### The input
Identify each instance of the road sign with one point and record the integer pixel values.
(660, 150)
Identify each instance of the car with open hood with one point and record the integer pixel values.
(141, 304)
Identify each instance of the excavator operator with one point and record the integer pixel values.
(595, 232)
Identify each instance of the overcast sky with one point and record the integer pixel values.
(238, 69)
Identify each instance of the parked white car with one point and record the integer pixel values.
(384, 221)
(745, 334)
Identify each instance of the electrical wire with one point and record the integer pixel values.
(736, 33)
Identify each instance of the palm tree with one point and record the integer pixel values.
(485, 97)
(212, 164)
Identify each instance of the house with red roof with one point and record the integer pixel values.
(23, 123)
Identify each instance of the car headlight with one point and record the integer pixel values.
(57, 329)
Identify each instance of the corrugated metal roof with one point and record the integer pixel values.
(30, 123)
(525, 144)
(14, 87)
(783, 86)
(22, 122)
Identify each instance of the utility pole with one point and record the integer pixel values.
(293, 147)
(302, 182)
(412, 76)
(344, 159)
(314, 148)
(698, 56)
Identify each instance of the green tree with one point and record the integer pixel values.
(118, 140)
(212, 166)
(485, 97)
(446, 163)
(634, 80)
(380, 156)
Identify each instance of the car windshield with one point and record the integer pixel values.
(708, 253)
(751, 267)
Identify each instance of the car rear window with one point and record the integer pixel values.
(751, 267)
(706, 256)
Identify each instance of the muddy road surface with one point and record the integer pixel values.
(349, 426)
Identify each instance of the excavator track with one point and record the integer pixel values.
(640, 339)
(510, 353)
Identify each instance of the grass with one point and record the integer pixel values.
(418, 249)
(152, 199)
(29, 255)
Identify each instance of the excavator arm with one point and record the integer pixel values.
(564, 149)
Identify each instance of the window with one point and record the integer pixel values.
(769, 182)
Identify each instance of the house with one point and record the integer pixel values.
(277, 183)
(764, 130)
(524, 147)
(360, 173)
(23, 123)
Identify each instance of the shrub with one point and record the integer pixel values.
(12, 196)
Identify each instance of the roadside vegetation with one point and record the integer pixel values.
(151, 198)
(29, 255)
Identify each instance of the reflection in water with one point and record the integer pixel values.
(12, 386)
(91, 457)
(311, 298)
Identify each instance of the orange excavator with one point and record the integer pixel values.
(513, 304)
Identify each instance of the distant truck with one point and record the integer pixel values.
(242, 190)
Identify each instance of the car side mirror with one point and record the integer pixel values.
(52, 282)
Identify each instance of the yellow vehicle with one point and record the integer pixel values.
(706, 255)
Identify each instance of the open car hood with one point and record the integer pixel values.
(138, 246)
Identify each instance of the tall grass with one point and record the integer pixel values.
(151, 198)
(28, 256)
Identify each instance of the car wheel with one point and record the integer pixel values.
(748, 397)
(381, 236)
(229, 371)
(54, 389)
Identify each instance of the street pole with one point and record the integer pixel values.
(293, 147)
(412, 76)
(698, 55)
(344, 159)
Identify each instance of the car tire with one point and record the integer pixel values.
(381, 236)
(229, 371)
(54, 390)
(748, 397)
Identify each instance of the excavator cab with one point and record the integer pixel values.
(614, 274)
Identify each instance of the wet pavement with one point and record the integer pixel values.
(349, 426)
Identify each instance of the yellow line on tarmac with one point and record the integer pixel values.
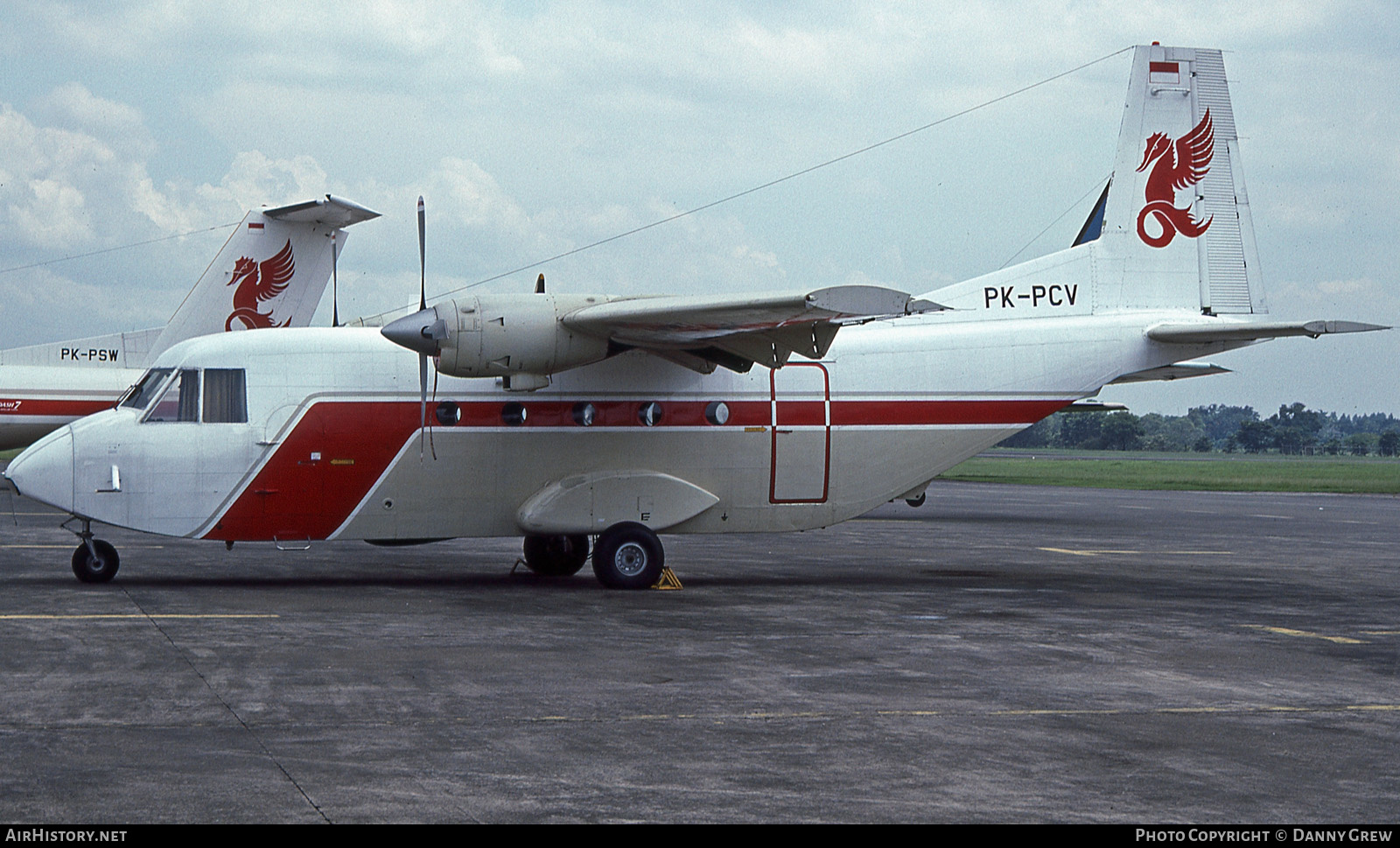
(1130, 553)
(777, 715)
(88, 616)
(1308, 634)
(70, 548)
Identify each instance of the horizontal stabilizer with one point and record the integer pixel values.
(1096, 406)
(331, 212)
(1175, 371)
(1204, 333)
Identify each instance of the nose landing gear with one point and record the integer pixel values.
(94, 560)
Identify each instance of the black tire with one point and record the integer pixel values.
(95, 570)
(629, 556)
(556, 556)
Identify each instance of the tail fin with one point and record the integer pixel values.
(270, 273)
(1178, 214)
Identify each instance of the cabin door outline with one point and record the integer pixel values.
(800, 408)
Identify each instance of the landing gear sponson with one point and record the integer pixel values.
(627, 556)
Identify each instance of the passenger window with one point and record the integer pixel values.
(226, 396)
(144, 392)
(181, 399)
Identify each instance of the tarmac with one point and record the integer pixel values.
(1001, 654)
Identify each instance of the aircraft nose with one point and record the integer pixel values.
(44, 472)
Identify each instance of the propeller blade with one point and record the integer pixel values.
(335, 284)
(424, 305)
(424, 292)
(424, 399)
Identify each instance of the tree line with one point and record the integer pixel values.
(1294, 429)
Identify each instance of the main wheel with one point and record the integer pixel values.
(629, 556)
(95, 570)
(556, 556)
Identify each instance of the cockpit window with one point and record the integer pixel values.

---

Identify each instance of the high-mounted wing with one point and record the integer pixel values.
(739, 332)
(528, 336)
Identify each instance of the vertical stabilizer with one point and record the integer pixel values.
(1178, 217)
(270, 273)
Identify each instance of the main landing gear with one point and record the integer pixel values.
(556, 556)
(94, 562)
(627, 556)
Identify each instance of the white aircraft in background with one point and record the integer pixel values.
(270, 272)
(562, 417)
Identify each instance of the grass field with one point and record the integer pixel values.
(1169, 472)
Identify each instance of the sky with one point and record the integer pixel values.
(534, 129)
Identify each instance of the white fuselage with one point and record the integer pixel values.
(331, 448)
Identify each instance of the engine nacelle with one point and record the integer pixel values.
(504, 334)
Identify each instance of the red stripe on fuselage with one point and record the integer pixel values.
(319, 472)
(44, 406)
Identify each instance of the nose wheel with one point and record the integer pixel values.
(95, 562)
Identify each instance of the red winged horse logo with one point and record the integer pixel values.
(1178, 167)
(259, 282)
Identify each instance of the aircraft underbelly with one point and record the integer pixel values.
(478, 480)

==

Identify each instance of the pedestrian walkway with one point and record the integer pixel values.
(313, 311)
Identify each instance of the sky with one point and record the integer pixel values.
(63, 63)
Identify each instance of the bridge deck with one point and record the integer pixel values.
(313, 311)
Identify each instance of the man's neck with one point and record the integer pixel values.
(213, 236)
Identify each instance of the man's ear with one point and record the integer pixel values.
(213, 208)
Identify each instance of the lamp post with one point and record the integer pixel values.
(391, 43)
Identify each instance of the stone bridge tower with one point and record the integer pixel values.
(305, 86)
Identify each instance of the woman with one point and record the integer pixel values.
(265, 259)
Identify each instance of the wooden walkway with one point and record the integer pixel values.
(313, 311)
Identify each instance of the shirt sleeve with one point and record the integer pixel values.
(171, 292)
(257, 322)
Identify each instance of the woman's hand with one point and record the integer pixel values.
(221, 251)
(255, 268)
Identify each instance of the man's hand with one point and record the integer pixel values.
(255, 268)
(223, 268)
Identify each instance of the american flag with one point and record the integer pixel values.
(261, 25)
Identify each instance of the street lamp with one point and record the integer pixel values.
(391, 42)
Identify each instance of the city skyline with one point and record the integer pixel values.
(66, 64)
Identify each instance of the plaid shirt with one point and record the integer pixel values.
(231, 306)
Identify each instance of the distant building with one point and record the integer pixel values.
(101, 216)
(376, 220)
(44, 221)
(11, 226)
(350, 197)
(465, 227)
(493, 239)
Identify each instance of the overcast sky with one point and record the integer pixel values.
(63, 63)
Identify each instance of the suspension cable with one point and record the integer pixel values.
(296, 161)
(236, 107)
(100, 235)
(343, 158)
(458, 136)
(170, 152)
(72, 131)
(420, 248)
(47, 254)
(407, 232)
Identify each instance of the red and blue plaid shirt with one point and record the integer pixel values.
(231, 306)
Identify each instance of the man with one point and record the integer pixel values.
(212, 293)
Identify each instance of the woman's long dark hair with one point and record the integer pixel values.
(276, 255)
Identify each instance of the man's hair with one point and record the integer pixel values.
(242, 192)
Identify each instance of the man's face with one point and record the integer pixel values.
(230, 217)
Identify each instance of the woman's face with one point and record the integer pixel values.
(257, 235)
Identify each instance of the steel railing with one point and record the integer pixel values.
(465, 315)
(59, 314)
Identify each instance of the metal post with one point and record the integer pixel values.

### What you have to do
Among the records above, repeat exactly the line with "Identify each instance of the passenger", the line with "Identify each instance of the cockpit", and every line in between, and only those.

### Task output
Identify each instance of the passenger window with one point and record the integer pixel values.
(226, 396)
(144, 392)
(181, 399)
Identify each instance of the tarmac with one point and record the integer pixel values.
(1001, 654)
Identify each instance of the aircraft nose with one point and record the integer pixel values.
(44, 472)
Identify each instance of the propeller blade with one point and record the integer pixel values.
(335, 284)
(424, 305)
(424, 292)
(424, 399)
Identify each instance of the tree line with one point and record the integer pixel values.
(1294, 429)
Identify each instance of the main wheel with one point and record the integer pixel values.
(629, 556)
(95, 570)
(556, 556)
Identify each instance of the cockpit window with one point and record the integer pixel values.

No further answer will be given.